**Trecho do documento:**
20.12.2006 - Revista EXAME - Livros - P. 120-121 - Angela Pimenta - Filantropo da porta para fora.

O magnata Andrew Carnegie foi um dos maiores mecenas da história - mas "esmagava" seus empregados.

Apesar de nunca ter crescido além de 1 metro e meio de altura e de estar morto há quase um século, ainda hoje o magnata Andrew Carnegie (1835-1919) é considerado um gigante na história do capitalismo americano. Carnegie encarna à perfeição o ideal do self-made man, seja na arte de acumular riquezas e prestígio, seja por ter doado em vida a maior parte de sua fortuna. Recém-lançada nos Estados Unidos, a biografia Andrew Carnegie, do historiador David Nasaw (sem previsão de lançamento no Brasil), é uma obra monumental -- com suas 878 páginas -- e definitiva. Para dar conta da empreitada, Nasaw, professor da City University of New York, contou com o apoio da família Carnegie para pesquisar documentos inéditos. A papelada incluiu até o acordo pré-nupcial de Carnegie e as cartas trocadas com presidentes, como Theodore Roosevelt, e primeiros-ministros britânicos.

**O que se pede:** Transcreva do texto sobre Andrew Carnegie o trecho que começa em "Apesar de nunca" e termina em "e primeiros-ministros britânicos.". Este material não tem relação alguma com o texto sobre Andrew Carnegie.

**Entradas extraídas:**

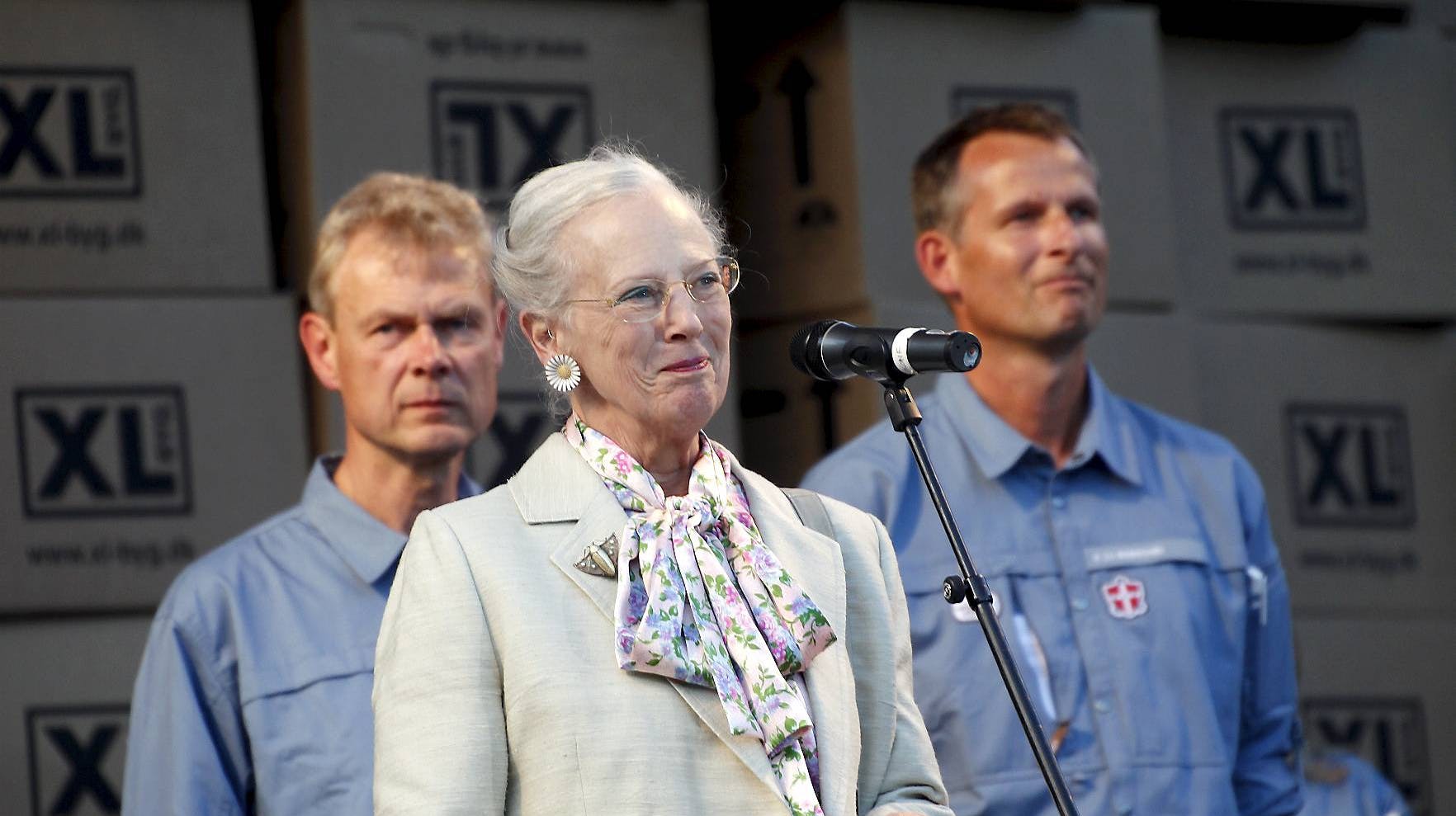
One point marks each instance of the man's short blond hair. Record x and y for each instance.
(409, 210)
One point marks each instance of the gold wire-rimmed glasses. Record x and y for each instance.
(645, 300)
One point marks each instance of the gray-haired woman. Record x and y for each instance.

**Resposta à tarefa:**
Apesar de nunca ter crescido além de 1 metro e meio de altura e de estar morto há quase um século, ainda hoje o magnata Andrew Carnegie (1835-1919) é considerado um gigante na história do capitalismo americano. Carnegie encarna à perfeição o ideal do self-made man, seja na arte de acumular riquezas e prestígio, seja por ter doado em vida a maior parte de sua fortuna. Recém-lançada nos Estados Unidos, a biografia Andrew Carnegie, do historiador David Nasaw (sem previsão de lançamento no Brasil), é uma obra monumental -- com suas 878 páginas -- e definitiva. Para dar conta da empreitada, Nasaw, professor da City University of New York, contou com o apoio da família Carnegie para pesquisar documentos inéditos. A papelada incluiu até o acordo pré-nupcial de Carnegie e as cartas trocadas com presidentes, como Theodore Roosevelt, e primeiros-ministros britânicos.